Your answer should hold only the lines from the one with "Query: house exterior wall" through the end of the records, repeated exactly and minus any pictures.

Point-per-instance localization data:
= Beginning of Section =

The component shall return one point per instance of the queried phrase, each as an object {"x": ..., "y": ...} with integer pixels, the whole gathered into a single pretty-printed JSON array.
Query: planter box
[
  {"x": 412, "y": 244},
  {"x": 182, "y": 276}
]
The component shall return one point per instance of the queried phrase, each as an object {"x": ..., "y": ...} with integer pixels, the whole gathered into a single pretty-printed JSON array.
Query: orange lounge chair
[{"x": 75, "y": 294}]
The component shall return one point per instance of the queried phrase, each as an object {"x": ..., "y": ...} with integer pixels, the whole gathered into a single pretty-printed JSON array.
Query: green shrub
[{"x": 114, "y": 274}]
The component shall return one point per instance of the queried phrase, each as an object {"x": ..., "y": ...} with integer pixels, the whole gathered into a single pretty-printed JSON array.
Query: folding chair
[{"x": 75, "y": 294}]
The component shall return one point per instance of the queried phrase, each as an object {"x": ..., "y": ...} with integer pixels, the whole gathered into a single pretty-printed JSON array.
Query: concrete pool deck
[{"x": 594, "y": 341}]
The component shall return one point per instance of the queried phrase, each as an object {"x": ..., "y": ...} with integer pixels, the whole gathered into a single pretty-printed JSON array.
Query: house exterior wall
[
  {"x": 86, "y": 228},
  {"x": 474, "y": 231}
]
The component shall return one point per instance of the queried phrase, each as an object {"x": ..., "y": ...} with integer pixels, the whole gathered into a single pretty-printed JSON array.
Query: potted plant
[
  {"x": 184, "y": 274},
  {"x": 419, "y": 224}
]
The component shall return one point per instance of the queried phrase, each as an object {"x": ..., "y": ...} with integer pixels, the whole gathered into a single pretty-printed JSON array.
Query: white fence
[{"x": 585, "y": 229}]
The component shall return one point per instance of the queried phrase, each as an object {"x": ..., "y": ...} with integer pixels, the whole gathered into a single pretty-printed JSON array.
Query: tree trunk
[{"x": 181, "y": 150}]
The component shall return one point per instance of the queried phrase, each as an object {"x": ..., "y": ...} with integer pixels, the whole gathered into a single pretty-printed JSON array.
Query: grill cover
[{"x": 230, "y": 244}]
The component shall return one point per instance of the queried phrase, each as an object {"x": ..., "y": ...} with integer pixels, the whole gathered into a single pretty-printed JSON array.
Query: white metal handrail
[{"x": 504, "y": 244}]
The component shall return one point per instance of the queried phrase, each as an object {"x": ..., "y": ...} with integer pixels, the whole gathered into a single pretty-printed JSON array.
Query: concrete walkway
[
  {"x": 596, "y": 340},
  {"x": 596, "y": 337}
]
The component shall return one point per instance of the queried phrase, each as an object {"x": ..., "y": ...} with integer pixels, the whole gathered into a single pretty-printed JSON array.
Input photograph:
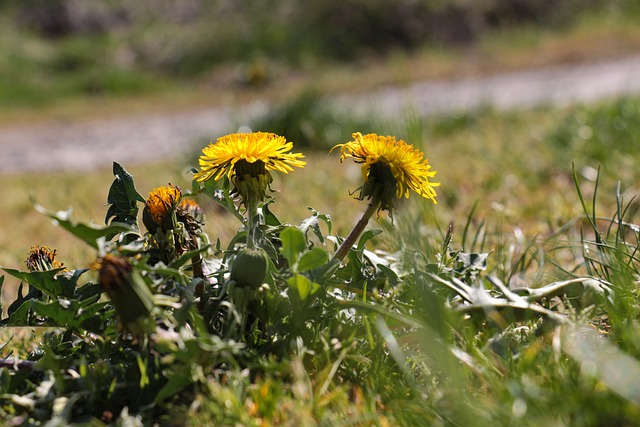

= End of Section =

§ **ANSWER AREA**
Query: house exterior wall
[
  {"x": 86, "y": 228},
  {"x": 474, "y": 231}
]
The component shall return one point per instance of the queried phrase, each as an object {"x": ..., "y": ...} with integer pixels, the whole gathered into a single pretty-printed JSON array.
Query: potted plant
[
  {"x": 184, "y": 274},
  {"x": 419, "y": 224}
]
The component shall return one point per instance of the queried phrase, each as an object {"x": ..., "y": ...} with integer pixels, the whole gathered into a single pretty-printed JSON array.
Query: white fence
[{"x": 585, "y": 229}]
The component shall return one point per instance of the queried phrase, each as an object {"x": ..., "y": ...} with integer pixels, the whole gathered into a single pretty-printed JSON array.
Query: tree trunk
[{"x": 181, "y": 150}]
The component shall return one point per instance of the queried phrase, each as an object {"x": ..., "y": ...} with integer pixels, the whole gathered into a single pretty-printed JSON array.
Query: grill cover
[{"x": 230, "y": 244}]
The component shall return one point per instance of the queried phrase, each as an object {"x": ..., "y": ...} with integer pixels, the whole gathered into a single pretty-printed JSON array.
Query: white metal handrail
[{"x": 504, "y": 244}]
The component shall return one point per instance of the queried phrase, each as an object {"x": ..., "y": ...} with integer pixels, the whole gathered into a single pretty-printed JSON array.
Query: concrete walkway
[
  {"x": 596, "y": 340},
  {"x": 596, "y": 337}
]
The component shall return one point per instance of the queried phrase, each as an object {"x": ..., "y": ...} with integer pixels, the whole gathered into a single pretty-printed JSON array.
Input photograph:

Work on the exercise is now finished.